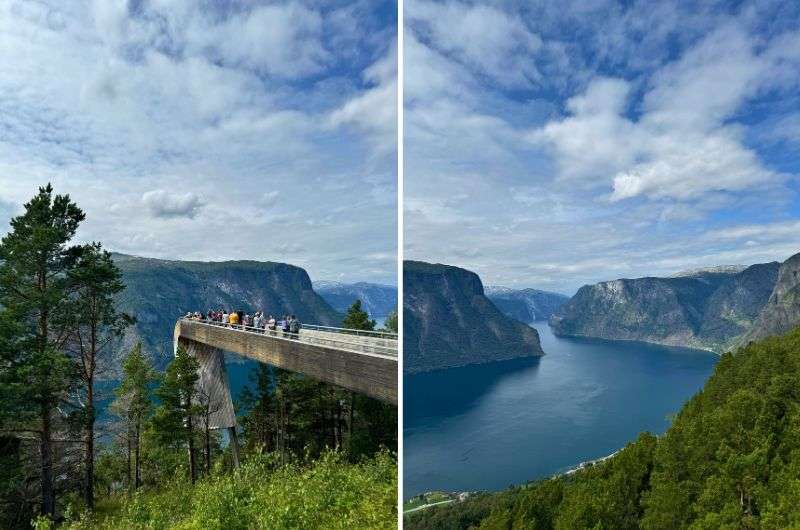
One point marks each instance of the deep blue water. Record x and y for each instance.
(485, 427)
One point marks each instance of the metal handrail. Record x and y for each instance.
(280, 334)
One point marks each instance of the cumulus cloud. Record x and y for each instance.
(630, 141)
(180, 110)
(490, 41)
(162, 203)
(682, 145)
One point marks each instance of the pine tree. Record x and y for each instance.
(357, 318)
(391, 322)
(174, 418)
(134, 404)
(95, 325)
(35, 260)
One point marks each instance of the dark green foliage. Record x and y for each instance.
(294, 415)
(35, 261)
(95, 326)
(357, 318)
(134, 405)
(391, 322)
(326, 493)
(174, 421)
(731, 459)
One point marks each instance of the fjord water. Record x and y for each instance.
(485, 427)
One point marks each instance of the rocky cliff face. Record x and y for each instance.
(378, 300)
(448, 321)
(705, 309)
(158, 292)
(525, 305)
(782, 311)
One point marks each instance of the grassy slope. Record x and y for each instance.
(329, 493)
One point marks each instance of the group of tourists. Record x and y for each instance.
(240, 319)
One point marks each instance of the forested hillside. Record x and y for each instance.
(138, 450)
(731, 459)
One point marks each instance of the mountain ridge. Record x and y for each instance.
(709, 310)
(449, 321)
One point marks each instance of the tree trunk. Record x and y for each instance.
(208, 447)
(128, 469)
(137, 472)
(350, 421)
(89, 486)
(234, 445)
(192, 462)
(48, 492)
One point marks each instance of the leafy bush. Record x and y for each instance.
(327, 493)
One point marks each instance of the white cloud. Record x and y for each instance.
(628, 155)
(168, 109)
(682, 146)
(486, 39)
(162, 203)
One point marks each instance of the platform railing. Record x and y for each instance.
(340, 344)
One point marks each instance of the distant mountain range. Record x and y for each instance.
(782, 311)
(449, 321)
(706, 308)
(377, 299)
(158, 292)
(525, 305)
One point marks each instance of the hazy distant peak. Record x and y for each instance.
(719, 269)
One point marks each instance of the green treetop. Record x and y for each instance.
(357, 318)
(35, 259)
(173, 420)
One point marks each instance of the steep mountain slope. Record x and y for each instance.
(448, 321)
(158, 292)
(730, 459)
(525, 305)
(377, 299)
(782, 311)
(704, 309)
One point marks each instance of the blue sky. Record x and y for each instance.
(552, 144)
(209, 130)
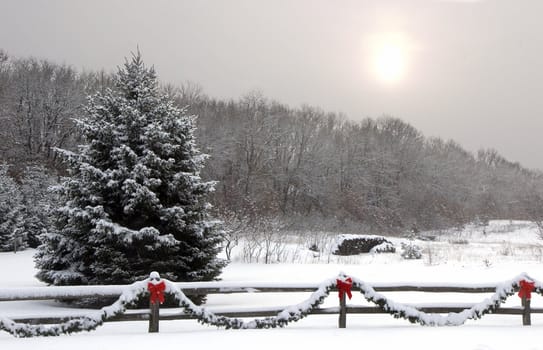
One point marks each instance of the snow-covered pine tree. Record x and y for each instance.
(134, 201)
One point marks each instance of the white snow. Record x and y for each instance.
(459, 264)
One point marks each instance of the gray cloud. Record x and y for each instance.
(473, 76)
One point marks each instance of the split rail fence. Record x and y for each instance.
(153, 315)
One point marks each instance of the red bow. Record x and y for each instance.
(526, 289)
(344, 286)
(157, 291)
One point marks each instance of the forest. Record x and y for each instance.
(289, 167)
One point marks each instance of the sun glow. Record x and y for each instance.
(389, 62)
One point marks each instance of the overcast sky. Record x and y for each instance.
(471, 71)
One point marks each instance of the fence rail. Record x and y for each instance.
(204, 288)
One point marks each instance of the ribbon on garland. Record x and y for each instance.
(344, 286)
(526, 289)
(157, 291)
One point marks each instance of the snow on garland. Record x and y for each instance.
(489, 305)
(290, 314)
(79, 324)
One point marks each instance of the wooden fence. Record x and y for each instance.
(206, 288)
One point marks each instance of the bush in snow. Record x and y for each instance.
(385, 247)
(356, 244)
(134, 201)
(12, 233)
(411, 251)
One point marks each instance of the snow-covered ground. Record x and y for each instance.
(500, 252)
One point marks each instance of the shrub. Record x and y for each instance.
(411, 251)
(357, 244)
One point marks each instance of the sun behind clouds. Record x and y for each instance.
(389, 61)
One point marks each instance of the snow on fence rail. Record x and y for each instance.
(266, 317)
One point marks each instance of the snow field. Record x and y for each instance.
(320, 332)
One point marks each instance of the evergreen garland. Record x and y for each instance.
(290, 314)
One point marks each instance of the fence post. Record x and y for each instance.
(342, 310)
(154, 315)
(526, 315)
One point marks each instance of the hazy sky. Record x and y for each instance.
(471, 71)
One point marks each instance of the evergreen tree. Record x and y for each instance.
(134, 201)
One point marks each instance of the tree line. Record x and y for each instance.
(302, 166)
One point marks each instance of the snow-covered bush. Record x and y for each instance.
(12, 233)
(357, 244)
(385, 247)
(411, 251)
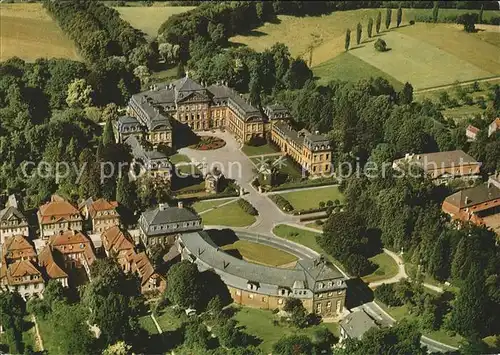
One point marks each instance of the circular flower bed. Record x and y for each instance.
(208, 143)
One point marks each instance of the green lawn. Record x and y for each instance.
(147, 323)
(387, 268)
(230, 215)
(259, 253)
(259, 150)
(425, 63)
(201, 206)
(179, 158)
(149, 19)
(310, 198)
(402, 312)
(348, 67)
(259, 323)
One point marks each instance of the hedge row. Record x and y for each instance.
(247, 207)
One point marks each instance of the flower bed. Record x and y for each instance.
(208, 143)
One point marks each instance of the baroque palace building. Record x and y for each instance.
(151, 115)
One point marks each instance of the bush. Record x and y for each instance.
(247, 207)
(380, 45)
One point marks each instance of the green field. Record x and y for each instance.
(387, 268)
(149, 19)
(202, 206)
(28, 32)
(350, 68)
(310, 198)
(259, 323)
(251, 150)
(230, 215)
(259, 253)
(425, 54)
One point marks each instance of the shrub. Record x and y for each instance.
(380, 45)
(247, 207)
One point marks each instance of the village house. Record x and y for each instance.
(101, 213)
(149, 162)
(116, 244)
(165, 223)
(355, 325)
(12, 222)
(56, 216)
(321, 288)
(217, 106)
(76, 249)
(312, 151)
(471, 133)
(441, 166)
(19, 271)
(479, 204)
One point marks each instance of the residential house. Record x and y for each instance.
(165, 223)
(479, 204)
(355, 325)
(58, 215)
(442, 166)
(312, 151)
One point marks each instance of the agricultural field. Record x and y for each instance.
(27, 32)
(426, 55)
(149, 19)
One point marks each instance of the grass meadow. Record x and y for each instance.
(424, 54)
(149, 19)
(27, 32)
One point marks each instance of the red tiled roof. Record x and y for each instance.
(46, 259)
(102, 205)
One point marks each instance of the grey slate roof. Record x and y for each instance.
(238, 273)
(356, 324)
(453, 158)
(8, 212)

YOUR GOAL: Everything in the data except the pictures should be restated word for word.

OUTPUT FOR THIS EXERCISE:
One point marks each instance of the deep blue water. Record x and y for each instance.
(485, 427)
One point marks each instance of the metal handrail. Record x and y for each instance.
(280, 334)
One point marks each instance of the cumulus cloud. Record x and y for each instance.
(630, 141)
(180, 110)
(490, 41)
(162, 203)
(682, 145)
One point marks each instance of the pine tree. Record x and y for each instance.
(357, 318)
(391, 322)
(174, 418)
(134, 404)
(95, 325)
(35, 260)
One point marks each instance of the dark green foliage. Record x and y for each instance.
(294, 415)
(35, 261)
(95, 326)
(357, 318)
(134, 405)
(391, 322)
(326, 493)
(174, 421)
(731, 459)
One point marks each instance of the fjord water. Record x and y for each instance.
(485, 427)
One point marks each instance of the rocky cliff face. Record x and y for each instance.
(378, 300)
(448, 321)
(705, 309)
(158, 292)
(525, 305)
(782, 311)
One point marks each instance of the grassy slope. Record x and y for each instance.
(329, 493)
One point marks each instance of the group of tourists. Record x and y for each instance.
(240, 319)
One point marks each instance of the forested hillside. Record x and y for each instance.
(138, 450)
(731, 459)
One point marks each instance of the mountain ridge. Record x and y for each instance.
(709, 310)
(449, 321)
One point marks each instance of the tree trunk. Record x and y for each instance.
(208, 447)
(128, 469)
(137, 472)
(350, 421)
(89, 486)
(234, 445)
(192, 462)
(48, 492)
One point marks each instance of the leafy bush. Record x and y for each instance.
(327, 493)
One point marks each instance of the white cloud. Record x and y for each instance.
(628, 155)
(168, 109)
(682, 146)
(486, 39)
(162, 203)
One point marks each instance of the platform railing. Record x and y for each instance.
(340, 344)
One point marks each instance of the distant mountain range. Record x and y for each instance.
(782, 311)
(449, 321)
(706, 308)
(377, 299)
(158, 292)
(525, 305)
One point marks each instance of the hazy distant peak. Record x and y for each instance.
(719, 269)
One point marks each instance of the green treetop. Record x and y for each instance.
(357, 318)
(35, 259)
(173, 420)
One point marks each instance of the steep mountain slope. Record x and y for each instance.
(448, 321)
(158, 292)
(730, 459)
(525, 305)
(377, 299)
(782, 311)
(704, 309)
One point marks each instance of the blue sky. Record x and y for each instance.
(552, 144)
(209, 130)
One point marks each instance of the snow-covered pine tree. Record x and y for each instance.
(134, 201)
One point marks each instance of the white snow. Record x and y for each instance.
(459, 264)
One point marks each instance of the gray cloud. Record x and y for each instance.
(473, 76)
One point marks each instance of the split rail fence. Record x and y for each instance.
(153, 315)
One point marks each instance of the red bow. Record x and y for each instance.
(526, 289)
(344, 286)
(157, 291)
One point marks each instance of the forest. Record x and y for each instance.
(289, 167)
One point marks each instance of the sun glow. Record x and y for each instance.
(389, 62)
One point marks each instance of the overcast sky. Record x and y for each instance.
(471, 71)
One point marks each instance of the fence rail. Record x and y for each instance.
(204, 288)
One point marks each instance of the ribbon on garland. Record x and y for each instance.
(344, 286)
(526, 289)
(157, 291)
One point marks each instance of the snow on garland. Record x and y for each instance.
(489, 305)
(290, 314)
(79, 324)
One point marks each instance of the wooden fence. Record x and y for each instance.
(206, 288)
One point marks each instance of the bush in snow. Record x and y for each instance.
(385, 247)
(356, 244)
(134, 201)
(12, 233)
(411, 251)
One point marks each instance of the snow-covered ground. Record x and y for each instance.
(500, 252)
One point marks each instance of the shrub. Record x and y for each instance.
(411, 251)
(357, 244)
One point marks each instance of the sun behind clouds. Record x and y for each instance.
(389, 61)
One point marks each instance of the snow on fence rail. Record x and y for each instance.
(266, 317)
One point marks each instance of the snow field. Record x and y for each instance.
(320, 332)
One point marks each instance of the evergreen garland. Record x and y for each instance.
(290, 314)
One point marks each instance of the fence post. Record x and y for each instance.
(342, 310)
(154, 315)
(526, 315)
One point marks each instance of the hazy sky. Record x and y for each instance.
(471, 71)
One point marks each instance of the evergreen tree. Record x and y for each instance.
(134, 201)
One point marks each instance of the tree line. Record x and y for each instance.
(302, 166)
One point marks each instance of the snow-covered bush. Record x and y for each instance.
(12, 233)
(357, 244)
(385, 247)
(411, 251)
One point marks each instance of the circular flower bed. Record x and y for each instance.
(208, 143)
One point marks each instance of the green lawn. Record x and y for each instance.
(147, 323)
(387, 268)
(230, 215)
(259, 253)
(259, 150)
(425, 63)
(201, 206)
(179, 158)
(149, 19)
(310, 198)
(402, 312)
(348, 67)
(259, 323)
One point marks each instance of the hedge row. Record x and y for each instance.
(247, 207)
One point marks each instance of the flower bed. Record x and y for each instance.
(208, 143)
One point marks each instance of the baroque palace building. Record x and y for each instance.
(151, 115)
One point marks each instance of the bush. Record x and y for each instance.
(247, 207)
(380, 45)
One point marks each instance of the green field. Record x and y for each instance.
(387, 268)
(149, 19)
(202, 206)
(28, 32)
(350, 68)
(310, 198)
(259, 323)
(251, 150)
(230, 215)
(259, 253)
(425, 54)
One point marks each instance of the shrub. Record x and y for each instance.
(380, 45)
(247, 207)
One point marks each instance of the village house. Record x and y for each instance.
(101, 213)
(149, 162)
(116, 244)
(165, 223)
(355, 325)
(12, 222)
(56, 216)
(321, 288)
(217, 106)
(76, 249)
(312, 151)
(471, 133)
(441, 166)
(19, 271)
(479, 204)
One point marks each instance of the residential house. Record x and y for each instance.
(165, 223)
(479, 204)
(355, 325)
(58, 215)
(442, 166)
(312, 151)
One point marks each instance of the agricultural field. Record x and y for each instance.
(27, 32)
(426, 55)
(149, 19)
One point marks each instance of the grass meadow. Record x and y for each instance.
(424, 54)
(149, 19)
(27, 32)
One point marks each instance of the red tiled roof. Record x and y for each instance.
(46, 259)
(102, 205)
One point marks each instance of the grey slate roof. Record x and y for each instance.
(238, 273)
(356, 324)
(453, 158)
(8, 212)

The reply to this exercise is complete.